▶ [WHAT YOU ARE ASKED TO DO]
Please retype every line of the material below without changing a single character.

▶ [DATA ROWS]
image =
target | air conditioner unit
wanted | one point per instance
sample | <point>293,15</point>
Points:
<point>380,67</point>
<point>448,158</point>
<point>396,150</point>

▶ [SOLUTION TO THIS EXERCISE]
image =
target | air conditioner unit
wanted | one point per instance
sample | <point>293,15</point>
Points:
<point>380,67</point>
<point>448,158</point>
<point>396,150</point>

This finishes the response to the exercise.